Your instructions ::
Could you pull out every line of the material below that contains the string "target" and copy each one unchanged?

Provided records ::
>> Start

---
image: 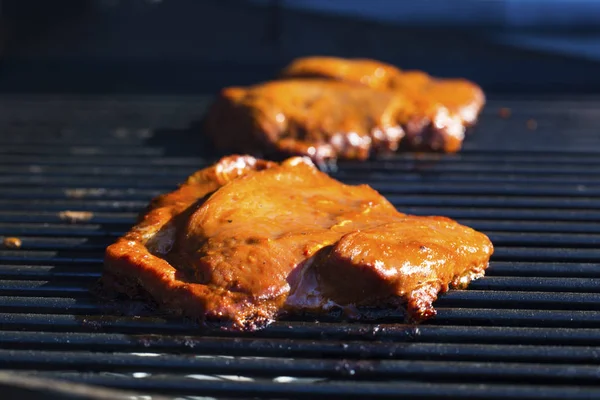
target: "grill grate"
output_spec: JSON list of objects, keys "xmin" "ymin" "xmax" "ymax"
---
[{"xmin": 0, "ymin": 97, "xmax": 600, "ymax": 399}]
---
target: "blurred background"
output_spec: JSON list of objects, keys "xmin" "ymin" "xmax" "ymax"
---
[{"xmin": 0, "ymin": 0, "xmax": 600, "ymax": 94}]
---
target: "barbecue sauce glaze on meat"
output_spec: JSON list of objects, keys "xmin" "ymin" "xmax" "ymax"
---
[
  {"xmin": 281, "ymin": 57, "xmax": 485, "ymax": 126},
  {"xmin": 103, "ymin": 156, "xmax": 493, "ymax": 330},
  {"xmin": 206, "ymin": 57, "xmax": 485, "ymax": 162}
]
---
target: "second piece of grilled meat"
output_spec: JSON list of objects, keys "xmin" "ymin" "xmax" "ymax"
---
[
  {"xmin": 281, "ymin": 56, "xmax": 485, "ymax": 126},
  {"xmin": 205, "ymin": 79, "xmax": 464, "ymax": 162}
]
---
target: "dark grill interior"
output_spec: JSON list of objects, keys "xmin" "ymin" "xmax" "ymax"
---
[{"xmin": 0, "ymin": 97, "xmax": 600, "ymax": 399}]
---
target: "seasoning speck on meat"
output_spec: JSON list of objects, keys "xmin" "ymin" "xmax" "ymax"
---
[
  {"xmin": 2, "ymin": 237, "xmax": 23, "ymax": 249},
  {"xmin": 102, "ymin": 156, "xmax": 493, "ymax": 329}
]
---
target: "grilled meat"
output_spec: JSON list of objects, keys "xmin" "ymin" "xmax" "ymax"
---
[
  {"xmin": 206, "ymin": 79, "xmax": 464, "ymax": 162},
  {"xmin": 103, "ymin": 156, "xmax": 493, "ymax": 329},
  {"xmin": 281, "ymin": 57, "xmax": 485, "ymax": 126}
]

>> End
>> Start

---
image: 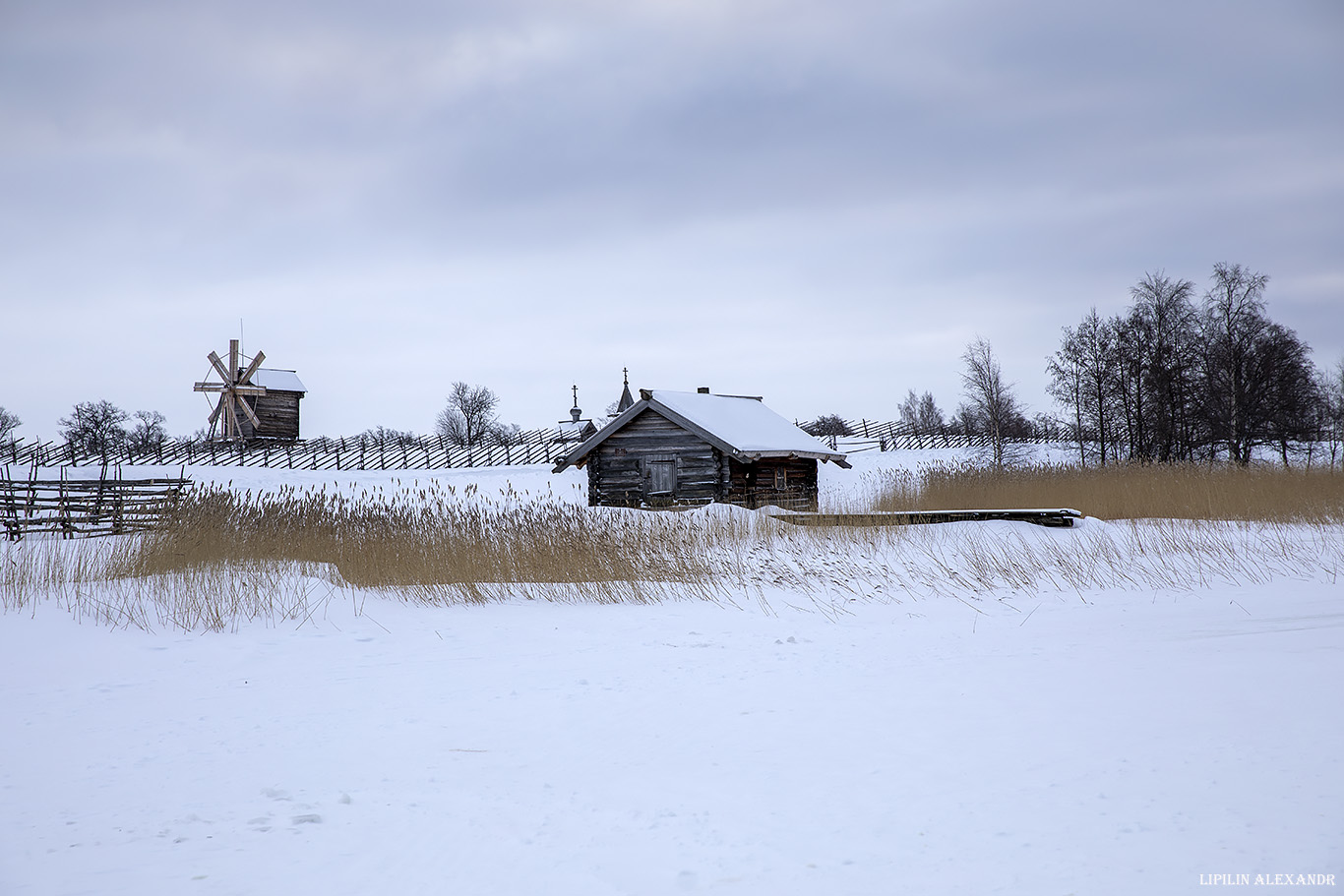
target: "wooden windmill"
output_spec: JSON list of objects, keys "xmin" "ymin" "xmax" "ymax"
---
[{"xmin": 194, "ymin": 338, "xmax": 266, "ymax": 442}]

>> End

Reply ::
target: "grill grate"
target: "blurred background"
target: "barbecue sauce glaze on meat"
target: "second piece of grilled meat"
target: "dark grill interior"
target: "seasoning speck on meat"
target: "grilled meat"
target: "wooden windmill"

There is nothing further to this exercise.